À faire -
1) Extrayez du texte sur les contrôleurs de train le passage allant de « En effet, non, on » à « Mais encore ? », sans rien y changer.
2) Réécrivez les lignes des données depuis la première jusqu'à celle qui contient « 35], [177, 55]] », incluse, en remplaçant « curly » par « wavy » et en laissant tout le reste intact. Ne reprenez pas les images.

Document -
<<<<

En effet, non, on ne va pas supprimer des trains pour cela... Mais parce que les Agents du Service Commercial des Trains (les contrôleurs) sont tout bonnement indispensables. Peu connue, leur première mission est la sécurité. Du train et des voyageurs. Viendront ensuite "le confort à bord" et la "préservation des recettes" (les sous, le contrôle). Mais encore ?
La sécurité des circulations
Commençons par le plus simple : les contrôleurs donnent souvent le départ des trains. Le conducteur, là-bas tout en tête, ne peut pas voir (sans caméras) si l'embarquement est terminé : dans un certain nombre de gares, c'est le contrôleur qui lui donne l'assurance que l'on peut partir sans avoir fermé les portes sur un voyageur (c'est plus propre). Plus subtil : la nécessité de remplacer un automatisme. La fonction de sécurité du contrôleur est celle "d'agent d'accompagnement" : il va parfois être amené à voyager en cabine de conduite lors de certaines pannes. Les trains sont équipés d'un système qui arrête automatiquement le train si le conducteur ne se manifeste pas toutes les minutes environ (imaginons un instant un conducteur victime d'un malaise) : quand ce système est défaillant, le contrôleur sera présent pour déclencher l'arrêt d'urgence en cas de problème. Plus sportif : en cas d'obstacle sur les voies (coulée de boue, voiture ayant franchi un passage à niveau, ...) il est de bon ton de faire arrêter tous les trains se dirigeant vers le pépin. Bien que nous vivions à l'époque des téléphones portables et autres technologies modernes sans fil, le chemin de fer prévoit encore que le conducteur et le contrôleur partent chacun de leur côté, avec différents ustensiles - dont des torches à flamme rouge qui signalent un danger immédiat, et courent environ sur 1,5 km pour prévenir les convois arrivant sur la zone. Plus rare : la participation aux essais de freins. Tous les trains qui roulent ont, avant leur départ, fait l'objet d'un "essai de freins" qui consiste en gros à vérifier que l'on arrivera à arrêter 300 ou 400 tonnes de matériel et de voyageurs aussi rapidement que possible. Il arrive qu'une panne pendant le trajet oblige à recommencer la procédure. Sur les trains classiques (une locomotive et des voitures) cet essai demande une personne à l'avant du train et une personne à l'arrière : devinez qui s'y collera ?

>>>>

Les données -
<<<<

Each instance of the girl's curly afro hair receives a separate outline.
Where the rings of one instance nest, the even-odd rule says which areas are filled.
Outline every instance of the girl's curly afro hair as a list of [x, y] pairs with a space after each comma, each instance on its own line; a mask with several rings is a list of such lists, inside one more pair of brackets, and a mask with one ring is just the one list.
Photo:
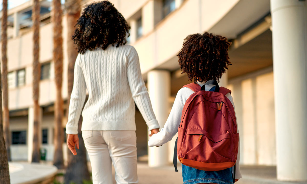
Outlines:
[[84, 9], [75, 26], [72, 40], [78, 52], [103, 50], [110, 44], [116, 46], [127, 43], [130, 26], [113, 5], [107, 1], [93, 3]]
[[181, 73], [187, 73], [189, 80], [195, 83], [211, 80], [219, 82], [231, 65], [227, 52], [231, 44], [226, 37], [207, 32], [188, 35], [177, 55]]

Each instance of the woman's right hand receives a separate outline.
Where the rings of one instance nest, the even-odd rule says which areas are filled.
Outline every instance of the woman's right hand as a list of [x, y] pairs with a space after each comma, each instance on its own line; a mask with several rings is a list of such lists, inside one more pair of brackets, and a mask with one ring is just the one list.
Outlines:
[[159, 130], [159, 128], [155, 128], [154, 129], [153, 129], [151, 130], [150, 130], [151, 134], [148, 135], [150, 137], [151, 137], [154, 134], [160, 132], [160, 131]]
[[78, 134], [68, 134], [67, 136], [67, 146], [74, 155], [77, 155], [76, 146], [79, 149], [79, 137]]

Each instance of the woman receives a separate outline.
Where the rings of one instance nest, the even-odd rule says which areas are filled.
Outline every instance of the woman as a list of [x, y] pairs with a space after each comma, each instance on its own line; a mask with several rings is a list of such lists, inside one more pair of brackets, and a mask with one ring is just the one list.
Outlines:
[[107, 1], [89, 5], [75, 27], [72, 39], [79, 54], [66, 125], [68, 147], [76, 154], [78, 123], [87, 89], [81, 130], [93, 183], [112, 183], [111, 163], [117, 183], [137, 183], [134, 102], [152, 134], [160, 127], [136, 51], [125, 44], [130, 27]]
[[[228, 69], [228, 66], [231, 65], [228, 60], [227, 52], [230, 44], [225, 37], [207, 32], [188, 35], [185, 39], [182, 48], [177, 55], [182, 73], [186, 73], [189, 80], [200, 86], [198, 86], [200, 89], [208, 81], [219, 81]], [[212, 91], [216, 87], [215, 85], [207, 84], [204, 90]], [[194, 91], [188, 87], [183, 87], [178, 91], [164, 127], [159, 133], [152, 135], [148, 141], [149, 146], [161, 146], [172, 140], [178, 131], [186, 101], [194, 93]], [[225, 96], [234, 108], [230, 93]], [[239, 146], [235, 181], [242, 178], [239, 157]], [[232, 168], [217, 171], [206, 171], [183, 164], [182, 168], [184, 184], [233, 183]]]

>>>>

Réponses dans l'ordre -
1)
En effet, non, on ne va pas supprimer des trains pour cela... Mais parce que les Agents du Service Commercial des Trains (les contrôleurs) sont tout bonnement indispensables. Peu connue, leur première mission est la sécurité. Du train et des voyageurs. Viendront ensuite "le confort à bord" et la "préservation des recettes" (les sous, le contrôle). Mais encore ?

2)
Each instance of the girl's wavy afro hair receives a separate outline.
Where the rings of one instance nest, the even-odd rule says which areas are filled.
Outline every instance of the girl's wavy afro hair as a list of [x, y] pairs with a space after each comma, each instance on its own line; a mask with several rings is a list of such lists, inside one more pair of brackets, and a mask with one ring is just the one list.
Photo:
Outlines:
[[84, 9], [75, 26], [72, 40], [78, 52], [103, 50], [110, 44], [116, 46], [127, 43], [130, 26], [113, 5], [107, 1], [93, 3]]
[[181, 73], [187, 73], [189, 80], [195, 83], [211, 80], [219, 82], [231, 65], [227, 52], [231, 44], [226, 37], [207, 32], [188, 35], [177, 55]]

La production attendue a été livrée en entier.